Labeled area outline entries:
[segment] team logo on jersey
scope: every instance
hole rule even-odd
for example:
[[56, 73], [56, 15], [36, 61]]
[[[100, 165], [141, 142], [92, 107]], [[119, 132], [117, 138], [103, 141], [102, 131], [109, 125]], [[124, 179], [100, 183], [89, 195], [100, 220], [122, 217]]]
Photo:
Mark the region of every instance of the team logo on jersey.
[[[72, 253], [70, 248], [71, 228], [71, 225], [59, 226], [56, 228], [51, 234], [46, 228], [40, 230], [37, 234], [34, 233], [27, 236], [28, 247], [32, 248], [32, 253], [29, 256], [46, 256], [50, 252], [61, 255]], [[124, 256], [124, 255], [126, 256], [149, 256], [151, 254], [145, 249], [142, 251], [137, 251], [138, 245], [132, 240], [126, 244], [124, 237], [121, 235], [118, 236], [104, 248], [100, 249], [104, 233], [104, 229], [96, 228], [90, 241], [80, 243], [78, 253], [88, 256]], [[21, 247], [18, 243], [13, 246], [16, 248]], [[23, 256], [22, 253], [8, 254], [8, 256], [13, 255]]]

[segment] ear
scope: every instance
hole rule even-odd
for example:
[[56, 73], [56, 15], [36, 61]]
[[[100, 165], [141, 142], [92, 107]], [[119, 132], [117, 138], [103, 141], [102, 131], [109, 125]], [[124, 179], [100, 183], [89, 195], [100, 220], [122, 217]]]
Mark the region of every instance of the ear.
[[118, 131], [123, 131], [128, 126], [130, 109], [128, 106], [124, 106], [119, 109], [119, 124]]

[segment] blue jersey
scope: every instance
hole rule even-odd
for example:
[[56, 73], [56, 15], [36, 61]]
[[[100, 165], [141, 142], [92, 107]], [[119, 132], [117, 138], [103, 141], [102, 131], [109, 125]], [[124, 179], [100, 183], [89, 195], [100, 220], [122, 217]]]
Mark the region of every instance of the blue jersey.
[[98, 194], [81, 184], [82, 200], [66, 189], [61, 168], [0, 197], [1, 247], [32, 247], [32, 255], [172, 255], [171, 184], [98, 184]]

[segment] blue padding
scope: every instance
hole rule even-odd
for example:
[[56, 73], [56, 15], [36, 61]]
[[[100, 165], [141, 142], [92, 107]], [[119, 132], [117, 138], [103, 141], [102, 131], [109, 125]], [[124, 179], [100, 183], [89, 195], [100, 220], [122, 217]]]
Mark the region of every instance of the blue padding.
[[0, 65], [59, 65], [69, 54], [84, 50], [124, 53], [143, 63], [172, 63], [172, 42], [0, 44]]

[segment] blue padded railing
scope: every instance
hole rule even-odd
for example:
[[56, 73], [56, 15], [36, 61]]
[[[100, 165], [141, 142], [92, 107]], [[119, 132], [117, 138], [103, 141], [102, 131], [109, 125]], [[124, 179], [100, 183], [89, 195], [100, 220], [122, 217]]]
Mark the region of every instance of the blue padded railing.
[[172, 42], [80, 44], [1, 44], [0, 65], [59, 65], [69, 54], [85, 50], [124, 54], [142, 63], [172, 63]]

* * *

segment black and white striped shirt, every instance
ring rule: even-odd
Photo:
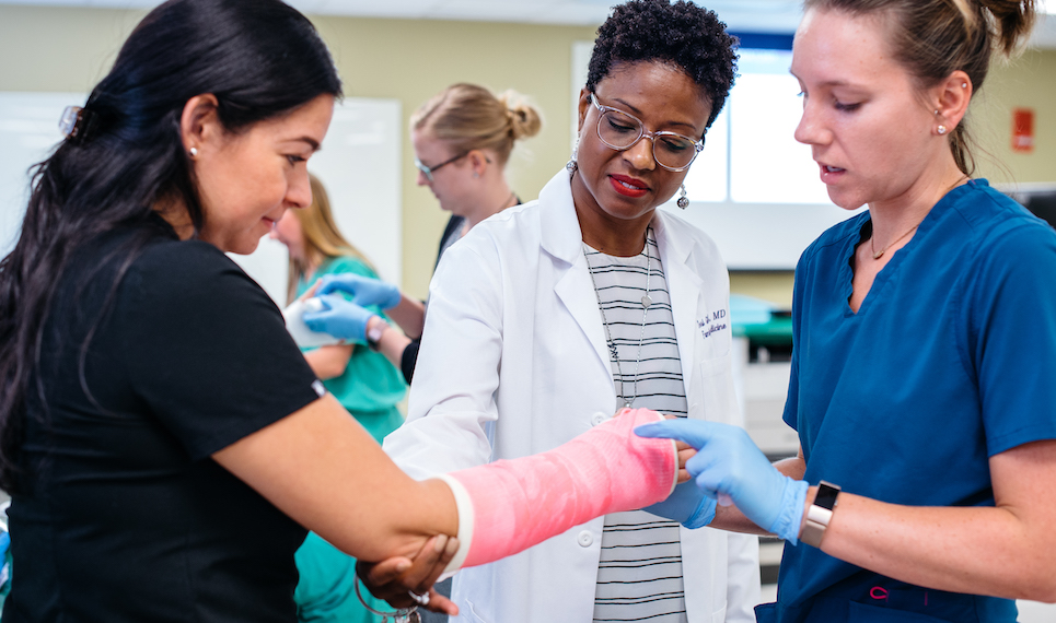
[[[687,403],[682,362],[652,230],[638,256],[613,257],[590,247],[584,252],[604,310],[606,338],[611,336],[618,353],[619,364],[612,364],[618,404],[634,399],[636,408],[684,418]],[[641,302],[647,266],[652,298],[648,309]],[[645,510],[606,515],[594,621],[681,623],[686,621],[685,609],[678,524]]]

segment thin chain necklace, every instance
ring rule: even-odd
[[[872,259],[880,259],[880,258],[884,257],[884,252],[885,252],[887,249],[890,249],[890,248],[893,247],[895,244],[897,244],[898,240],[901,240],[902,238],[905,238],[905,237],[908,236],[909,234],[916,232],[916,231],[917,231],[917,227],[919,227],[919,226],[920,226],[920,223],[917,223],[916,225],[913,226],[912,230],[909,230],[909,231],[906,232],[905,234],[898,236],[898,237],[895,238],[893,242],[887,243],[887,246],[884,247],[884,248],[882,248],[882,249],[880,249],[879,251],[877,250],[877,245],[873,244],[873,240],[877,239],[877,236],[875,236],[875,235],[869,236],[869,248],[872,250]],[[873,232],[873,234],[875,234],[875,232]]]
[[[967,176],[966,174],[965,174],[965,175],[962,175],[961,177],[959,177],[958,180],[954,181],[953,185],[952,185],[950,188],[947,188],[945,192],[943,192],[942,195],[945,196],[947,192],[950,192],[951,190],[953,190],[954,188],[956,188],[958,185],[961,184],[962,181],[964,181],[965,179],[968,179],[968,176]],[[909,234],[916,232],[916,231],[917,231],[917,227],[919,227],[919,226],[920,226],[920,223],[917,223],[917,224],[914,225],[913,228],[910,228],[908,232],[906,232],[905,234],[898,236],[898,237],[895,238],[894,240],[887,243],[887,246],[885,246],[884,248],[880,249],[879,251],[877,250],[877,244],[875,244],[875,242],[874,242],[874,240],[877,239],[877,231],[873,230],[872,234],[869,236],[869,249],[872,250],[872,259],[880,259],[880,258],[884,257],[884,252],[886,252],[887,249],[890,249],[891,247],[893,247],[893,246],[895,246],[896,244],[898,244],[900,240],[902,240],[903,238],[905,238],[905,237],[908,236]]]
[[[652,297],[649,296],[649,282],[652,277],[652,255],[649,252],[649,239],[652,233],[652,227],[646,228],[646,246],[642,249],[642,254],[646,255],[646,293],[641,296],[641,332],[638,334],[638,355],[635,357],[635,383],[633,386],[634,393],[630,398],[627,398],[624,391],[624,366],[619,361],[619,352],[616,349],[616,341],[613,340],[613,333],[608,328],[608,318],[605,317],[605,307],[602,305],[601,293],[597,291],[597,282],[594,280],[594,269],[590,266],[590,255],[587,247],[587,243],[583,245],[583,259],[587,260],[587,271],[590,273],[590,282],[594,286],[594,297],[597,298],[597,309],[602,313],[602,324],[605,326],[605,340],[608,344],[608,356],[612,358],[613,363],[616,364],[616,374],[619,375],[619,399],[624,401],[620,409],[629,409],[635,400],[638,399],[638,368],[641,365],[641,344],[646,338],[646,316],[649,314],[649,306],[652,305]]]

* * *

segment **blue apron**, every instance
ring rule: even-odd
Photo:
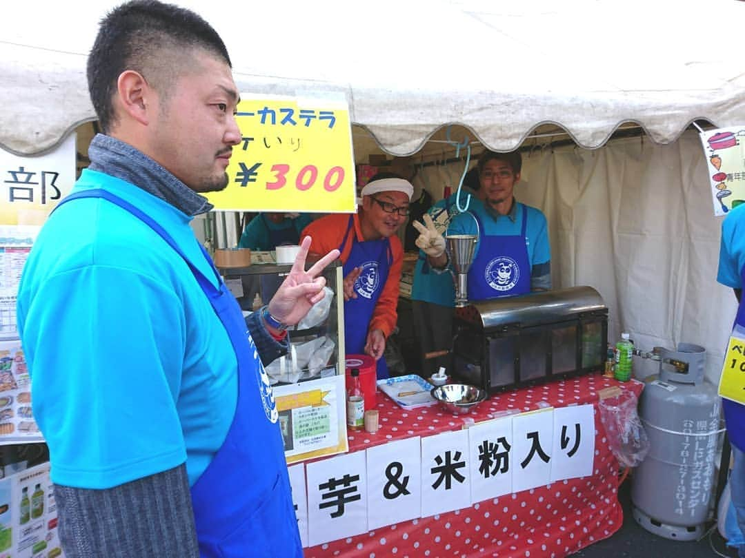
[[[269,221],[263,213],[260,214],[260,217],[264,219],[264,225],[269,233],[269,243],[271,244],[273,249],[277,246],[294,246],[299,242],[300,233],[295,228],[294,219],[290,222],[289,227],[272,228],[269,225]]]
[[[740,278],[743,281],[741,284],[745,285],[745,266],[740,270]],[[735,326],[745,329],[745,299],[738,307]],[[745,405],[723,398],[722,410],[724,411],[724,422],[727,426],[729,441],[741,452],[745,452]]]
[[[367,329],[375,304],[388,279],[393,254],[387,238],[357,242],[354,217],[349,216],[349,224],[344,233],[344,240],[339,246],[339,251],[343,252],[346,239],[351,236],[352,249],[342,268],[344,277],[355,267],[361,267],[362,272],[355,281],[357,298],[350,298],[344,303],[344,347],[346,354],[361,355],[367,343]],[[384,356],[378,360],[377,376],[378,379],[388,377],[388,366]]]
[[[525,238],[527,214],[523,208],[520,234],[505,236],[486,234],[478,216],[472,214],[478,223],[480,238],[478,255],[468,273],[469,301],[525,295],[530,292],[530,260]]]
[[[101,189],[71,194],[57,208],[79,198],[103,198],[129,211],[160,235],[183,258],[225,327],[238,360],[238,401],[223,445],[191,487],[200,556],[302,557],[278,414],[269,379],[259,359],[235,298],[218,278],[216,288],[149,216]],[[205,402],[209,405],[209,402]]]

# Description of the task
Copy out everything from the line containing "[segment] team logo on jersey" down to the line containing "Mark the region of every instance of the team", with every character kept as it is.

# Output of the task
[segment] team logo on jersey
scope: every instance
hole rule even-odd
for example:
[[56, 73], [56, 15], [36, 61]]
[[[100, 165], [141, 142], [92, 107]], [[119, 132], [117, 138], [103, 141], [102, 131], [109, 125]], [[124, 179], [100, 183], [89, 195], [100, 220], [122, 217]]]
Photo:
Mark the region of every instance of the team logo on jersey.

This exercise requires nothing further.